TASK – Write out every record below exactly, leaving the pictures out.

*** EXTRACTED DATA ***

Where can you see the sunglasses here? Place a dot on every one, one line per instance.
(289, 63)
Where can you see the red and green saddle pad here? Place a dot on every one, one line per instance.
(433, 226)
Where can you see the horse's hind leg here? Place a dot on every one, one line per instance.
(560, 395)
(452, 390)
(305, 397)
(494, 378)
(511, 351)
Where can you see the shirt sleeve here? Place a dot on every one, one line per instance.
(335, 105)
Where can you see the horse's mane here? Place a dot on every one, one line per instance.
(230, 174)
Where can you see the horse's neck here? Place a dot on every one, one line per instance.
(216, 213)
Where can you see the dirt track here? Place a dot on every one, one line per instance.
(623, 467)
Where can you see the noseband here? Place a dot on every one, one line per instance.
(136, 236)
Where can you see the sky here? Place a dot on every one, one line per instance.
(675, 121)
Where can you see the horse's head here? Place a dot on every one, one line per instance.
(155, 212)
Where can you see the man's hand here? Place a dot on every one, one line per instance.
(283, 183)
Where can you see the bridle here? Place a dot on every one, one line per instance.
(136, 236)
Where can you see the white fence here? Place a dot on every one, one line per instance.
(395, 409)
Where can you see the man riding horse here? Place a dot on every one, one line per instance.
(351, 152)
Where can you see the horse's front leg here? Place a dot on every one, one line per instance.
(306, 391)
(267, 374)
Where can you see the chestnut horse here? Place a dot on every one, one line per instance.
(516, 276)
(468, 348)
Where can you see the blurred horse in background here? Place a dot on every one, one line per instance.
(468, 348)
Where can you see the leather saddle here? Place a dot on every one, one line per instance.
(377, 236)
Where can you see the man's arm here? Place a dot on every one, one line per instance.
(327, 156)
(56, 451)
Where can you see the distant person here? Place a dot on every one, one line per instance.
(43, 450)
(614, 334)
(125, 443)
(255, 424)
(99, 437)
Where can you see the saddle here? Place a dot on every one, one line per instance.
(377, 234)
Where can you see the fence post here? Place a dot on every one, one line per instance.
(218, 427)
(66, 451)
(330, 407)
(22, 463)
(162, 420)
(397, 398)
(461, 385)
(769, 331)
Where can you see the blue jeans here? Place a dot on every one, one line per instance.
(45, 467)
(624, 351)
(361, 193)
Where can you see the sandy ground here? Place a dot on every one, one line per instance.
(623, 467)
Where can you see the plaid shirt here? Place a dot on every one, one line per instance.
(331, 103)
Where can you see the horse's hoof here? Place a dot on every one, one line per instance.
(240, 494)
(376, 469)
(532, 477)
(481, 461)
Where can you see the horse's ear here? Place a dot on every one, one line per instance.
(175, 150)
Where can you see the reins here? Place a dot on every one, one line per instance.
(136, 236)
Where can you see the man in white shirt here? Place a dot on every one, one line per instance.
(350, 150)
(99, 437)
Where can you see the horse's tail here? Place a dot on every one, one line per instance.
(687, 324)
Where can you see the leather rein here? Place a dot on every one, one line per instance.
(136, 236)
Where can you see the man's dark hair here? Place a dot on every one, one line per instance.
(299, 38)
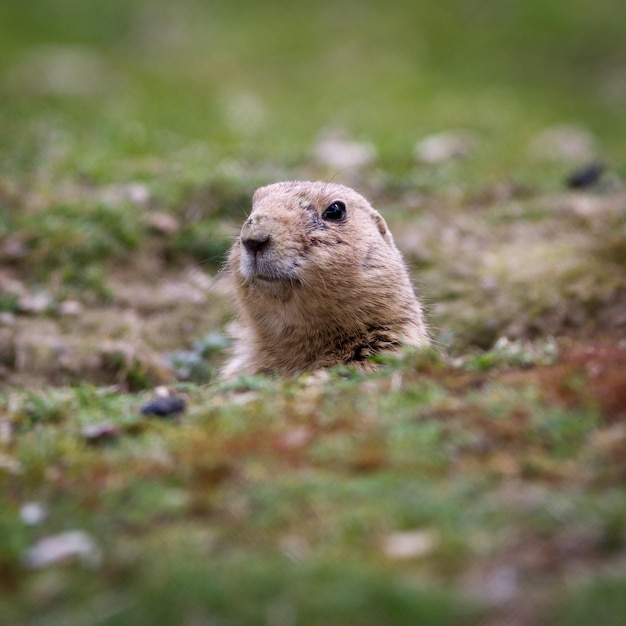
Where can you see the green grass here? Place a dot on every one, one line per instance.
(133, 135)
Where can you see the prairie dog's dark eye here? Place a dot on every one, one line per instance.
(335, 212)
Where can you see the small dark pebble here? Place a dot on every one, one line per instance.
(100, 433)
(585, 176)
(163, 407)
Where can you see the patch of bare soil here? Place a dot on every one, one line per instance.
(121, 343)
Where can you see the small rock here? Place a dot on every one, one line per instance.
(33, 513)
(443, 147)
(64, 547)
(34, 303)
(410, 544)
(100, 433)
(338, 152)
(163, 407)
(70, 308)
(7, 319)
(585, 176)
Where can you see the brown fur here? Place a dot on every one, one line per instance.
(319, 292)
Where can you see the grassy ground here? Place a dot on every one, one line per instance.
(481, 483)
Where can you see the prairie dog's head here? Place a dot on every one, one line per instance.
(309, 234)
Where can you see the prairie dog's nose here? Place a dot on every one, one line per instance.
(256, 244)
(254, 239)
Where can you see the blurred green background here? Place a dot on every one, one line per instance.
(125, 89)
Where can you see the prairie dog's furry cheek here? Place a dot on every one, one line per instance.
(318, 282)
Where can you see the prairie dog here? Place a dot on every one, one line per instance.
(318, 281)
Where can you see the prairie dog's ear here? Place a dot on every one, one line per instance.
(382, 227)
(260, 193)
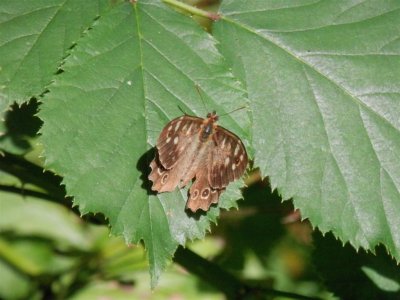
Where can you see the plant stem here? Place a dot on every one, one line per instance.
(231, 286)
(193, 10)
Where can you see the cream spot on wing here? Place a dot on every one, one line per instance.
(236, 149)
(164, 178)
(190, 128)
(205, 193)
(195, 194)
(223, 143)
(177, 125)
(226, 161)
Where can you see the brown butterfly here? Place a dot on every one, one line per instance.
(191, 147)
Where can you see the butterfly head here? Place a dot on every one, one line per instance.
(212, 116)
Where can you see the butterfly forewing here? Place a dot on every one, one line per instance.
(176, 136)
(229, 159)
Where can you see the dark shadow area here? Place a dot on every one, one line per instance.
(143, 165)
(20, 124)
(255, 227)
(344, 269)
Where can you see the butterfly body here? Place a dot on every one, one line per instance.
(191, 147)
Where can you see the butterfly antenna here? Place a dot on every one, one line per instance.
(181, 109)
(243, 107)
(201, 97)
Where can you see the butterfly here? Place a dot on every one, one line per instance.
(195, 148)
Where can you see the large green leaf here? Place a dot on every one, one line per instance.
(34, 38)
(323, 81)
(122, 83)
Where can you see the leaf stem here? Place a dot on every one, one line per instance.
(231, 286)
(193, 10)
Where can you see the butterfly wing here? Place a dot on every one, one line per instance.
(228, 159)
(175, 138)
(201, 194)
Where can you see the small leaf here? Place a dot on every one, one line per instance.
(323, 83)
(122, 83)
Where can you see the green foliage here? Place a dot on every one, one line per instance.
(323, 78)
(321, 84)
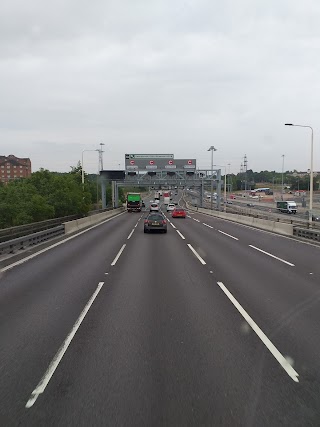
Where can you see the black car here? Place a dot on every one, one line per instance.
(155, 222)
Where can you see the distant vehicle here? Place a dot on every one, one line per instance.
(166, 197)
(262, 190)
(154, 207)
(315, 217)
(178, 213)
(155, 222)
(287, 207)
(134, 202)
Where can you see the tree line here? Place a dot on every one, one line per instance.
(46, 195)
(251, 180)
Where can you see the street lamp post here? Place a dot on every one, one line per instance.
(82, 168)
(311, 170)
(225, 186)
(282, 189)
(212, 149)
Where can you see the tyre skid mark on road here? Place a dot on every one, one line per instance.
(40, 388)
(270, 346)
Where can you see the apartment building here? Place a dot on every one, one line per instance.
(12, 167)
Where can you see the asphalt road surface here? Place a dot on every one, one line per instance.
(211, 324)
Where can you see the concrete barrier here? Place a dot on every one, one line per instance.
(264, 224)
(79, 224)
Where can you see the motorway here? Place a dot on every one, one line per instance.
(211, 324)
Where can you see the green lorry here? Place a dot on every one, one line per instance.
(134, 202)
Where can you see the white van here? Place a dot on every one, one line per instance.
(154, 207)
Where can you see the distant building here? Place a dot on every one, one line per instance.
(11, 167)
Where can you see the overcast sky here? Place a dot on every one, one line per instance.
(160, 76)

***

OUTPUT OF THE TASK –
Where can you see the sunglasses here? Place a dot on every one, one line per instance.
(289, 63)
Where can you see the red and green saddle pad here? Place a dot on every one, one line per instance.
(433, 226)
Where can you see the horse's hind leg here? Place a dot on every one, one line per instance.
(560, 395)
(452, 390)
(305, 397)
(494, 378)
(511, 351)
Where can you see the shirt sleeve here? Place a dot on every one, one line per instance.
(335, 105)
Where can you see the horse's mane here? Place a dot on every one, one line per instance.
(230, 174)
Where can you see the horse's neck here? Place a dot on every one, one line per instance.
(216, 213)
Where can you see the dirt track here? Place a dot on every one, one line per instance.
(623, 467)
Where can you see the noseband here? Place a dot on every one, one line per instance.
(136, 236)
Where can you see the sky here? Place a dot on every one, one line per instance.
(675, 121)
Where can you see the horse's head here? Place a dot on every one, one line per instance.
(155, 212)
Where can you see the man's hand here? Place a dot on every one, one line per instance.
(283, 183)
Where can you see the bridle here? Place a dot on every one, one line per instance.
(136, 236)
Where can you see the white fence here? Place a dot on every one, one line per instance.
(395, 409)
Where can you see the man riding horse here? Place a dot on every one, one line per instance.
(351, 152)
Where can you see the horse's front leg here? Place a dot on every one, one line per instance.
(306, 391)
(267, 374)
Where can you see the chestnut horse here? Place a dot on every one, one line per instance.
(516, 276)
(468, 348)
Where can you see the blurred horse in background here? Place a dot on every one, one line per instance.
(468, 348)
Where can you see the leather saddle here? Place a dot on every one, one line per instance.
(377, 236)
Where can you see the man's arm here? Place a dot on every one, one line per instance.
(327, 156)
(56, 451)
Where can you see the distant person here? Place a dot on every one, one line per instance.
(43, 450)
(614, 334)
(125, 443)
(255, 424)
(99, 437)
Where can you see the saddle here? Place a dot on every one, one line per instance.
(377, 234)
Where can you see the fence post here? Place a dot on every one, one line per instance.
(218, 427)
(66, 451)
(330, 407)
(22, 463)
(162, 420)
(397, 398)
(461, 385)
(769, 331)
Where can you see the blue jeans here? Place a dot on every one, one line per instance.
(45, 467)
(624, 351)
(361, 193)
Where can you see the sandy ground here? Place a dot on every one, one line per instance.
(623, 467)
Where can you see the plaid shirt here? Place a dot on every one, one line per instance.
(331, 103)
Where can you see the horse's hoof here? Place a dot on every one, one line per instance.
(240, 494)
(376, 469)
(532, 477)
(481, 461)
Where can you see the horse's ear here? Place a dot on every one, one line per instance.
(175, 150)
Where can you see the reins here? Place a dot on every one, one line per instance.
(136, 236)
Where can you see the man in white shirt here? Place a dot on every one, one line per instance.
(350, 150)
(99, 437)
Where can you see the horse's tail here? Place a dot on every one, one line per instance.
(687, 324)
Where can you see the leather rein here? Place a dot on every one, one line per instance.
(136, 236)
Where can you see the man's dark hair here? Place a dot on every one, one line per instance.
(299, 38)
Where can you see the green grass here? Place a dot on every one, one line per instance.
(133, 135)
Where can you see the prairie dog's dark eye here? Place a dot on every one, one line per instance.
(335, 212)
Where can you see the small dark pebble here? Place a dot on every one, one line per instance.
(100, 433)
(585, 176)
(163, 407)
Where can you see the patch of bare soil here? Place a dot on every one, one line per instance.
(121, 343)
Where can you see the small rock here? Place a dot on every one, one line per instance.
(33, 513)
(443, 147)
(64, 547)
(34, 303)
(410, 544)
(100, 433)
(338, 152)
(163, 407)
(70, 308)
(7, 319)
(585, 176)
Where can you see the brown fur here? Place a dot on every one, one line per instance.
(319, 292)
Where can you see the grassy ground here? Place a dot on every one, one line per instance.
(481, 483)
Where can you see the prairie dog's head here? Place a dot on every one, one line per instance.
(309, 234)
Where can you see the prairie dog's nose here? Place a dot on every one, one line per instance.
(256, 244)
(254, 239)
Where can you see the blurred green background here? Place a dot on every one, one line per instance.
(125, 89)
Where can you see the prairie dog's furry cheek here? Place a dot on every one, one line per instance.
(318, 282)
Where can you see the prairie dog here? Place a dot on every one, one line per instance.
(318, 281)
Where can you see the prairie dog's ear here? Place a dot on every one, one line per instance.
(382, 227)
(260, 193)
Where can you see the plant stem here? Place a dot on every one, one line per instance.
(231, 286)
(193, 10)
Where can you see the cream spot on wing here? Place a dot on every one, one line per instance.
(236, 149)
(164, 178)
(190, 128)
(205, 193)
(195, 194)
(223, 143)
(177, 125)
(226, 161)
Where can you see the brown butterfly here? Place a dot on every one, one line per instance.
(191, 147)
Where can you see the butterfly head here? Place a dot on every one, one line per instance.
(212, 116)
Where can you see the butterfly forewing here? Place a dot on every one, one line per instance.
(176, 136)
(229, 159)
Where can you see the dark shadow area here? Place a dot on every one, one line per instance.
(143, 165)
(20, 124)
(255, 227)
(344, 269)
Where can you see the butterfly body here? Place a dot on every one, one line per instance.
(191, 147)
Where can you see the butterfly antenna here? Place a dot on every one, one line per instance.
(181, 109)
(243, 107)
(201, 97)
Where can you see the butterfly here? Place a dot on every one, one line per instance.
(195, 148)
Where can you see the large green leaf here? Place a dot on every one, one line per instance.
(34, 38)
(323, 81)
(122, 83)
Where can you see the leaf stem here? Place a dot on every one, one line per instance.
(231, 286)
(193, 10)
Where can you see the butterfly wing here? Place a dot on every one, one line per instance.
(228, 159)
(175, 138)
(201, 194)
Where can you see the small leaf here? Place a dot on every one, one line per instance.
(323, 83)
(122, 83)
Where can you see the green foliage here? Place a dot on every one, one line per instance.
(323, 78)
(321, 84)
Where can you see the black car here? Place a dot on every one, one line per instance.
(155, 222)
Where can you see the distant vehicle here? Place a dot on every one, one line per instance.
(166, 197)
(262, 190)
(154, 207)
(315, 217)
(178, 213)
(155, 222)
(287, 207)
(134, 202)
Where can you see the tree line here? Place a dot on every one, one line per instance.
(46, 195)
(251, 180)
Where can you see the street lamp post here? Place a dot on every one, one line per instance.
(82, 168)
(311, 170)
(225, 186)
(282, 189)
(212, 149)
Where can you see the tyre skid mark on road here? Place a dot on every one, one line per instance.
(40, 388)
(270, 346)
Where can you see the apartment building here? Place a dot on every one, one line per instance.
(12, 167)
Where can you see the asphalt road surface here? Place a dot on every one, one line per instance.
(211, 324)
Where can you see the concrete barrier here? Place a dot on every one, one line per instance.
(264, 224)
(79, 224)
Where can you see the motorway here? Place a dot on every one, one line per instance.
(211, 324)
Where can you see the green lorry here? Place a dot on every one, one line per instance.
(134, 202)
Where can you see the white van here? Place a dot on every one, one line per instance.
(154, 207)
Where can you see the distant building here? Place a dot on every one, one line per instance.
(11, 167)
Where can you see the overcast sky here? Place a dot on every one, one line per instance.
(160, 76)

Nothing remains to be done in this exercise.